**Entries from a pointing dataset**
※ ※ ※

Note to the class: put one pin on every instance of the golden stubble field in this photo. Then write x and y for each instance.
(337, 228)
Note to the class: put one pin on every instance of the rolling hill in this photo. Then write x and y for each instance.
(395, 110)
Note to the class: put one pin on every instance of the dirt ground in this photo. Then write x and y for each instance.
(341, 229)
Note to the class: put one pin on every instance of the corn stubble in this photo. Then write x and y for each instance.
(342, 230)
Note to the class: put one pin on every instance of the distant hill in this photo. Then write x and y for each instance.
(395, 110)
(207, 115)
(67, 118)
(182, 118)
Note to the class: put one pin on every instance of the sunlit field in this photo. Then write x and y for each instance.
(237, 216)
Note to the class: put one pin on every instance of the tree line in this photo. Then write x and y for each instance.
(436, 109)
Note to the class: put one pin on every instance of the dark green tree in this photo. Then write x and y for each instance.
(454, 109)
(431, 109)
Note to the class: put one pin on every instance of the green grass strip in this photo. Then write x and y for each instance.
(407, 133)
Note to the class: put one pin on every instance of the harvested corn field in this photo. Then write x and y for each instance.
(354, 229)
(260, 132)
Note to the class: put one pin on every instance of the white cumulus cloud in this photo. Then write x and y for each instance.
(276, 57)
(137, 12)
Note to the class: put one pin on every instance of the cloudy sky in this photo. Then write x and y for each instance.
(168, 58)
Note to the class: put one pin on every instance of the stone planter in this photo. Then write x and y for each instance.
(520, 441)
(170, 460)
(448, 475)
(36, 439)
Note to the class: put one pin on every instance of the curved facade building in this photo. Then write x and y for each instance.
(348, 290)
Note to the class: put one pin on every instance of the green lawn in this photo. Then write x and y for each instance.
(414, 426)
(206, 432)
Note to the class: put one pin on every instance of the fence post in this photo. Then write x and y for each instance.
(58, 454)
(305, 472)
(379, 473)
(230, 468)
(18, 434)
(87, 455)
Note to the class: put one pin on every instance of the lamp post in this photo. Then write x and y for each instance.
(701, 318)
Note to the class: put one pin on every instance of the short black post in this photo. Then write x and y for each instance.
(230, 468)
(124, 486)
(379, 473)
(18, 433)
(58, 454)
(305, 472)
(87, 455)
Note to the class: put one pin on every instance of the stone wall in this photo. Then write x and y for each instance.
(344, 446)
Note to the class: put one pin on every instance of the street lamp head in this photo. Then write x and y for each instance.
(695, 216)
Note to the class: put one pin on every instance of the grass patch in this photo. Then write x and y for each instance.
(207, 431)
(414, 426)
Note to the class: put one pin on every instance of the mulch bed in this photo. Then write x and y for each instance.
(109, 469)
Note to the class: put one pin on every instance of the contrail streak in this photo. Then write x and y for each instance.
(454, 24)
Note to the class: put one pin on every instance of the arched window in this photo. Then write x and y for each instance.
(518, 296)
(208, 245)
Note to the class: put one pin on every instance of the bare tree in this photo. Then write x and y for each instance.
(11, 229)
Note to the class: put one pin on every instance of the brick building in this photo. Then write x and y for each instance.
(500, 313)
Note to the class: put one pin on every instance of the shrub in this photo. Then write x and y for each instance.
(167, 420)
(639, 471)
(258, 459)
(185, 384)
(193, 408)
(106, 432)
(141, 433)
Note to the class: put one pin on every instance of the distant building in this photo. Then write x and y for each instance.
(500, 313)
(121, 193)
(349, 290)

※ ※ ※

**YOUR INSTRUCTIONS**
Convert all of the records above into a numbered list, leaving out any blank lines.

**PROBLEM SOLUTION**
1. Note to the class: put one pin on every instance of the golden stubble field in this photo. Then write x and y for each instance.
2. (337, 228)
3. Note to the class: put one pin on every instance of the rolling hill in this photo. Then write x and y for each instance.
4. (395, 110)
5. Note to the class: put one pin on every instance of the dirt ground in this photo. Then write x and y for each instance.
6. (341, 229)
7. Note to the class: put one pin on every instance of the corn stubble in this photo. Then write x and y for each instance.
8. (342, 230)
9. Note to the class: put one pin on every instance of the distant hill in this photo. Then write x and y for each instance.
10. (395, 110)
11. (207, 115)
12. (67, 118)
13. (182, 118)
14. Note to the class: put one pin on every instance of the sunlit field in this photo. Then write x and y for each instance.
15. (237, 216)
16. Note to the class: put one pin on every instance of the tree line in this photo. Then write x and y for each instance.
17. (436, 109)
18. Note to the class: put one pin on every instance of the dark green tree in this photo. Then write x and y for each instance.
19. (454, 109)
20. (431, 109)
21. Note to the class: put one pin on every instance of the green grass strip in this photo. Then write x and y for each instance.
22. (407, 133)
23. Note to the class: put one pin on every instance of the harvested corn field in this photo. Then write x and y for each instance.
24. (354, 229)
25. (260, 132)
26. Note to the class: put one pin on every instance of the white cumulus cloud in this photo. Then write x and y for each instance.
27. (276, 57)
28. (137, 12)
29. Note to the class: put one pin on every instance of the cloudy sky in this photo. Then write x and y for each instance.
30. (168, 58)
31. Note to the class: put one pin on every instance of the stone planter in this photo. Then write x and y for each instance.
32. (520, 441)
33. (170, 460)
34. (448, 475)
35. (36, 439)
36. Note to the class: put one pin on every instance of the curved facade building in this photo. Then write x and y for each instance.
37. (348, 290)
38. Note to the class: put one pin on every instance of the green lawn in this photo. Then write x and y for each instance.
39. (414, 426)
40. (206, 432)
41. Note to the class: put one pin on every instance of the fence post in this photo. Then write x and y for each instance.
42. (58, 454)
43. (305, 472)
44. (379, 473)
45. (230, 468)
46. (18, 434)
47. (87, 455)
48. Note to the class: put one pin on every instance of the lamp post in this photo. Then write x and y for each instance.
49. (701, 318)
50. Note to the class: put one pin on every instance of the short black post in this photo. Then write x and y for each instance.
51. (230, 468)
52. (124, 486)
53. (379, 473)
54. (18, 433)
55. (58, 454)
56. (305, 472)
57. (87, 455)
58. Note to the class: put one pin on every instance of the stone wall in this photo. Then write x and y for each instance.
59. (344, 446)
60. Note to the class: put one pin on every instance of the street lamp head in this photo. Then write x and y for each instance.
61. (695, 216)
62. Note to the class: put one pin on every instance of the grass patch in this photo. Then write x and y for each instance.
63. (207, 431)
64. (414, 426)
65. Note to the class: put one pin on every instance of the mulch bed in this photo. Then write x and y for each instance.
66. (109, 469)
67. Note to the class: put one pin on every instance of the contrail streak in this photo. Then write x and y for each instance.
68. (454, 24)
69. Note to the class: put one pin on every instance of the arched window in this photo. Then write x and y for each instance.
70. (518, 296)
71. (208, 245)
72. Note to the class: put one pin on every instance of the bare tree in this photo. Then write x and y for each instance.
73. (11, 229)
74. Note to the class: put one pin on every instance of the brick building in this photo. Then write x and y for each instance.
75. (500, 313)
76. Note to the class: put one pin on every instance of the shrub in this photo. Then write x and y for each instance.
77. (167, 420)
78. (639, 471)
79. (258, 459)
80. (185, 384)
81. (193, 408)
82. (106, 432)
83. (141, 433)
84. Note to the class: put one pin on every instance of the distant building in this photo. Then write x and y for each instance.
85. (500, 313)
86. (121, 193)
87. (349, 290)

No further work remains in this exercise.